과제 A | 항목의 첫 줄부터 "x=226 y=435" 문자열이 있는 줄까지, 그 줄을 포함해 빈 줄은 빼고 번호 매긴 목록으로 변환하세요.

[code] Grounding Image Matching in 3D with MASt3R

FSA·2024년 8월 8일

vision

목록 보기

23/25

1. 시작하기

1.1. 설치

MASt3R를 클론하세요.

git clone --recursive https://github.com/naver/mast3r
cd mast3r
# 이미 mast3r를 클론한 경우:
# git submodule update --init --recursive

conda를 사용하여 환경을 만드세요.

conda create -n mast3r python=3.11 cmake=3.14.0
conda activate mast3r
conda install pytorch torchvision pytorch-cuda=12.1 -c pytorch -c nvidia  # 시스템에 맞는 cuda 버전을 사용하세요.
pip install -r requirements.txt
pip install -r dust3r/requirements.txt
# 선택사항: 추가 패키지를 설치하여:
# - HEIC 이미지 지원 추가
# - visloc.py에 필요한 패키지 추가
pip install -r dust3r/requirements_optional.txt

옵션으로, RoPE의 CUDA 커널을 컴파일하세요 (CroCo v2에서와 같이).

# DUST3R는 RoPE 위치 임베딩을 사용하며, 이를 위해 CUDA 커널을 컴파일하여 실행 시간을 단축할 수 있습니다.
cd dust3r/croco/models/curope/
python setup.py build_ext --inplace
cd ../../../../

1.2. 체크포인트

체크포인트는 두 가지 방법으로 얻을 수 있습니다:
- 1. huggingface_hub 통합 기능을 사용하여 모델을 자동으로 다운로드합니다.
- 1. 또는 여러 사전 학습된 모델을 제공:

모델명	훈련 해상도	헤드	인코더	디코더
MASt3R_ViTLarge_BaseDecoder_512_catmlpdpt_metric	512x384, 512x336, 512x288, 512x256, 512x160	CatMLP+DPT	ViT-L	ViT-B

이 모델들을 훈련할 때 사용한 하이퍼파라미터는 'Our Hyperparameters' 섹션에서 확인할 수 있습니다.
- 사용한 데이터셋의 라이선스를 꼭 확인하세요.

입력 데이터 |
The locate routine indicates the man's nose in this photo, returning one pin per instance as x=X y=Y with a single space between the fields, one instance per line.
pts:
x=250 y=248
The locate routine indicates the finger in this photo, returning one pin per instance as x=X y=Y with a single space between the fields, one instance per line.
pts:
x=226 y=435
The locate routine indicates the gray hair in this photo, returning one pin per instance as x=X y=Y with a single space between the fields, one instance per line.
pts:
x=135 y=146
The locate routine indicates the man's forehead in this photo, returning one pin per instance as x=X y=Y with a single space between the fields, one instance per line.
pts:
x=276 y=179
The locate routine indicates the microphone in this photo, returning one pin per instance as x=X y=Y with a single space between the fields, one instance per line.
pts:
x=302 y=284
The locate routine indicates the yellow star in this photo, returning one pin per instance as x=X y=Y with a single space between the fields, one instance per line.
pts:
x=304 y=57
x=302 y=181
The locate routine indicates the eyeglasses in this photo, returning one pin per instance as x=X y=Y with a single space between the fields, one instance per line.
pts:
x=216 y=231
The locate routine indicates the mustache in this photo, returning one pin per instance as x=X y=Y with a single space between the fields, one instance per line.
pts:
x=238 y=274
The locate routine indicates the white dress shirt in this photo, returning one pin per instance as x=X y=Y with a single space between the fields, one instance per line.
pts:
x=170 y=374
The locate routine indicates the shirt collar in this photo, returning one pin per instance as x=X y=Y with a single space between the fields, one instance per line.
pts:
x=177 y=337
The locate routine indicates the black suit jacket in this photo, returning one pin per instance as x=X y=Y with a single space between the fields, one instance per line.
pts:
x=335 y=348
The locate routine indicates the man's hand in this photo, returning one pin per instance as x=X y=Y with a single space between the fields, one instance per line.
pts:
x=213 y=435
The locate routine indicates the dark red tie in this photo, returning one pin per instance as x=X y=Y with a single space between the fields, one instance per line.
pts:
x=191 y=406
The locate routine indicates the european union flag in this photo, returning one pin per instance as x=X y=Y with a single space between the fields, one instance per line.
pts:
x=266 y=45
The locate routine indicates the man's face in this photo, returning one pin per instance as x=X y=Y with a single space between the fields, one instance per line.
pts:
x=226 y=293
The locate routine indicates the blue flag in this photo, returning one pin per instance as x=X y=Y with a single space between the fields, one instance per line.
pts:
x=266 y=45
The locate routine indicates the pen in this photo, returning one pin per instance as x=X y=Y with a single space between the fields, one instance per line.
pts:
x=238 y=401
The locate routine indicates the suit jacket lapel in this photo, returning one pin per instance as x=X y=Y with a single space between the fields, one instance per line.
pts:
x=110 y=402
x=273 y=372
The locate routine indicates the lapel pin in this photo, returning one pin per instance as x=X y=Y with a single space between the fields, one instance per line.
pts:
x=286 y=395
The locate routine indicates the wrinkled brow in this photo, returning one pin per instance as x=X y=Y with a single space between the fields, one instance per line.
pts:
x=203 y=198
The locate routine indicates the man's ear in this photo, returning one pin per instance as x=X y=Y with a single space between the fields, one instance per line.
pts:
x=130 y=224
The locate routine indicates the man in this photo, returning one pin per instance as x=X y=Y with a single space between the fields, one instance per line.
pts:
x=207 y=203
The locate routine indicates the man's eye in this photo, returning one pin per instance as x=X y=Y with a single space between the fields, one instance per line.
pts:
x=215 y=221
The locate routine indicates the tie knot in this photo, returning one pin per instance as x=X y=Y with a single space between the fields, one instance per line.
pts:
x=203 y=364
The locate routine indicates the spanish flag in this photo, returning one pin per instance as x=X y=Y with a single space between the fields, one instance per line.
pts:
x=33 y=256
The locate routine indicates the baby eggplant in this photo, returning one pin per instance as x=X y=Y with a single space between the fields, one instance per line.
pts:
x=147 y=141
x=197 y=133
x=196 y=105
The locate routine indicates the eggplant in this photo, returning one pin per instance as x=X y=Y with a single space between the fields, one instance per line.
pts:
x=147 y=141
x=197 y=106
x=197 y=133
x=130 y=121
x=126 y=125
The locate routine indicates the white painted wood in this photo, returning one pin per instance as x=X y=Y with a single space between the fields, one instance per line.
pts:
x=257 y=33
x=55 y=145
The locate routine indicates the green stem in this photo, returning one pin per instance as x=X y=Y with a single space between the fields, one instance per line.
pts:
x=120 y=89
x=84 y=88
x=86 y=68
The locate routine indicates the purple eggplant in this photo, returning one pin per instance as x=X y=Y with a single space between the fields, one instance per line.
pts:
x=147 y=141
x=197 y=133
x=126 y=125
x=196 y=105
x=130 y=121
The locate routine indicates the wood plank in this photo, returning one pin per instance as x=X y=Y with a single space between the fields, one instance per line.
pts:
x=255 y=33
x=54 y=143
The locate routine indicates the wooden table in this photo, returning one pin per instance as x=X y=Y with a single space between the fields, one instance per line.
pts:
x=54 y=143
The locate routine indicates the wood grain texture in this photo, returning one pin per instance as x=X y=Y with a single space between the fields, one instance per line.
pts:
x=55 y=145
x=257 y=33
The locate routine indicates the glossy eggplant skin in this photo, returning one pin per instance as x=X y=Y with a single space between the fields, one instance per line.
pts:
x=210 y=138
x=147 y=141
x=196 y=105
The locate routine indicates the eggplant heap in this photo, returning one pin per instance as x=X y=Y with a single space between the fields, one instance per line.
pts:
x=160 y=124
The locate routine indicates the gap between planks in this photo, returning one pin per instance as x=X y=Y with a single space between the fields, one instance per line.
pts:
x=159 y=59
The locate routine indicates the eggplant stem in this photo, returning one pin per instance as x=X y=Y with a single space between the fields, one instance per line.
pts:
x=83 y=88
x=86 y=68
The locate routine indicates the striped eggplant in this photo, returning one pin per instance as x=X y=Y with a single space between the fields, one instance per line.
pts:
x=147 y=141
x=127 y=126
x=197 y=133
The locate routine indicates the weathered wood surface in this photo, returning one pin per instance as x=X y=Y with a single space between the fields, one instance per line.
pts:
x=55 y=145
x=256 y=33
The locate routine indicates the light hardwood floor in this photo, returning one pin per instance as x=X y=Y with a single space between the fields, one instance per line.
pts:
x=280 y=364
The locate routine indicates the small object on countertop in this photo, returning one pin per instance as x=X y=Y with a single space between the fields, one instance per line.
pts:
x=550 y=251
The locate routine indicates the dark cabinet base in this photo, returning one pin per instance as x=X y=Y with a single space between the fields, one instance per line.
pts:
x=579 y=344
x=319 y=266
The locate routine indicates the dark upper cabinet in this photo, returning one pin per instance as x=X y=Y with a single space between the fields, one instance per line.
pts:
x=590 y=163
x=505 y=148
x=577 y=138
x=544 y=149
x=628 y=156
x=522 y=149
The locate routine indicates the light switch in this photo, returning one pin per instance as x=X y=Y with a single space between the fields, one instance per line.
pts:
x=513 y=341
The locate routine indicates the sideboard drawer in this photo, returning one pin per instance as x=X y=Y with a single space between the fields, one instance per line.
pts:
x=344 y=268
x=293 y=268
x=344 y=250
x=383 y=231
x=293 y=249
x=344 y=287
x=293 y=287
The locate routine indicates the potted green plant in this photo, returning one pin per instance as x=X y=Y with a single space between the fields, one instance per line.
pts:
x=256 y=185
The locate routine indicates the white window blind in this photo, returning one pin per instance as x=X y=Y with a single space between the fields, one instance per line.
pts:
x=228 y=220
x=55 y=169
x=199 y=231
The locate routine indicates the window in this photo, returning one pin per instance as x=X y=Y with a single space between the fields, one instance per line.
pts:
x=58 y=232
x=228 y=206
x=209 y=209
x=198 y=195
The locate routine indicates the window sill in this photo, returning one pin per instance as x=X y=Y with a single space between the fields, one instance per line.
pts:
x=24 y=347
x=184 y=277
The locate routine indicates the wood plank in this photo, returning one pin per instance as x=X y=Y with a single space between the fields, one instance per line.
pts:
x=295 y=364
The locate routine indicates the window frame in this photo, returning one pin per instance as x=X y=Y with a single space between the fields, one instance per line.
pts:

과제 B | MASt3R 설치 안내에 따르면 conda 환경을 만들 때 지정하는 파이썬 버전은 무엇인가요?

과제 결과 A |
1. The locate routine indicates the man's nose in this photo, returning one pin per instance as x=X y=Y with a single space between the fields, one instance per line.
2. pts:
3. x=250 y=248
4. The locate routine indicates the finger in this photo, returning one pin per instance as x=X y=Y with a single space between the fields, one instance per line.
5. pts:
6. x=226 y=435

과제 결과 B | 3.11